**SUPPLIED TEXT:**
Isaiah, the key prophet at the beginning of this period, is very interested in a dominating Gentile power, the Assyrians, and its threat to Israel and Judah. He begins to trumpet a warning to them of the impending commencement of the times of the Gentiles. Assyria is the first great Gentile power, but not the most influential.

John W. Ritenbaugh
Prophecy and the Sixth-Century Axial Period

Isaiah 10:27-34

The prophet Isaiah, living in the eighth century BC, spoke against the moral decline and idolatry of the people of Judah and those of the northern kingdom of Israel. His tenth chapter begins with a "woe" against those in government—princes, judges, administrators—who use their power to crush the needy, pervert justice, and line their own pockets. God promises shameful and painful judgment as their end.

The next "woe" falls on Assyria (Isaiah 10:5). God calls it "the rod of My anger and the staff in whose hand is My indignation," meaning that He would use Assyria to punish Israel for her terrible sins. God gives Assyria a free hand to slaughter and burn from Dan in the north to the wilderness in the South. However, it is clear that the Assyrians begin making more of themselves than is due them; God describes them as arrogant and boastful, thinking that they had conquered the people of God by their own power. God can take only so much of that kind of pride. So He says, "Therefore it shall come to pass, when the LORD has performed all His work on Mount Zion and on Jerusalem, that He will say, 'I will punish the fruit of the arrogant heart of the king of Assyria, and the glory of his haughty looks'" (Isaiah 10:12).

The chapter goes back and forth, sometimes revealing the thoughts of the "arrogant heart" of the Assyrians, and sometimes predicting how he would punish them and how the remnant of His people would turn to God. As the chapter nears its end, God comforts His people, telling them, "O My people, who dwell in Zion, do not be afraid of the Assyrian. . . . For yet a very little while and the indignation will cease, as will My anger in their destruction" (Isaiah 10:24-25). Yet, Isaiah then records just how much of the land of Israel the Assyrian army will destroy and occupy before it meets God's wrath. (God Himself takes care of it outside the walls of Jerusalem, slaying 185,000 of Sennacherib's troops by disease, and having Sennacherib himself assassinated by his own sons after he returned home; see Isaiah 37:36-38.)

**WHAT NEEDS TO BE DONE:** Continue the commentary on Isaiah 10 above, picking up after its final sentence.

Point localization data:

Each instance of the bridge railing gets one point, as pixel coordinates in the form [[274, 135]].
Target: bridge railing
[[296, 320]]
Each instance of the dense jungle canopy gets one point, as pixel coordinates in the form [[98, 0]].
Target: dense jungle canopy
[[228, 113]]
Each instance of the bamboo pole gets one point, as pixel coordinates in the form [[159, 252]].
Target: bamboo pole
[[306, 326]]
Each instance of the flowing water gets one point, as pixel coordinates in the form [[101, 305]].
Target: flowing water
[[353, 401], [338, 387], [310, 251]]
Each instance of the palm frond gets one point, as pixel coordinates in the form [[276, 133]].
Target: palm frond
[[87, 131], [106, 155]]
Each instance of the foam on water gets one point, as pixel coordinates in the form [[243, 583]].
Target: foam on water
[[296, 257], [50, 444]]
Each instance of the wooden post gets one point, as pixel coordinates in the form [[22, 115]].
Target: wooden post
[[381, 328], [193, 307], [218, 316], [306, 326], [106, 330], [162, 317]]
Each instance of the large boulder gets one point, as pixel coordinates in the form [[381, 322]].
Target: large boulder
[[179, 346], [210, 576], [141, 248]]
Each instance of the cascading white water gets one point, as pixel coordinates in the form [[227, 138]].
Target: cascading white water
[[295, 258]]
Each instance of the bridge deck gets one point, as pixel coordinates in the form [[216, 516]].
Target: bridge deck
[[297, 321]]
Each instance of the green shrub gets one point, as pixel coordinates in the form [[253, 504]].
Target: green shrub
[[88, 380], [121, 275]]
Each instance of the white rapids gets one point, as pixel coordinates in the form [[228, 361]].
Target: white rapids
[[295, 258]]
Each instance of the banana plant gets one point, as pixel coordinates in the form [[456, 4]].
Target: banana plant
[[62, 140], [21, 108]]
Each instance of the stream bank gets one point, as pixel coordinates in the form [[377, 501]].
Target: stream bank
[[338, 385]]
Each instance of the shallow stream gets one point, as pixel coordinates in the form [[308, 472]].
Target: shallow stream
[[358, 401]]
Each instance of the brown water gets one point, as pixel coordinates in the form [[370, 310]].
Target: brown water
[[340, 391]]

**RESULT BELOW:**
Isaiah 10:32 appears in this section. The "he" is the Assyrian army, perhaps more specifically the headquarters of the king and his staff, shown remaining at Nob, shaking a fist at the capital city just across the valley. Nob, known as a dwelling place for priests, is a city located on the eastern slopes of Mount Scopus opposite the Mount of Olives and just a mile or so northeast of Jerusalem. Isaiah's prophecy shows how close the Assyrians have encroached upon the City of David, treading the houses of the priesthood underfoot, defying the city of the Temple in which they served.

The good news is that the prophecy indicates that the Assyrians will get no further—in other words, to the city walls and no further. While He used them to raze and plunder and kill throughout the whole of the country, God would not allow them to touch Jerusalem and His Temple. Not yet. For their forsaking of God and the covenant, Israel would go into Assyrian captivity (see II Kings 17:1-23), but Judah would be spared for another century or so, when God would raise Nebuchadnezzar and his Chaldeans to finish what the Assyrians started.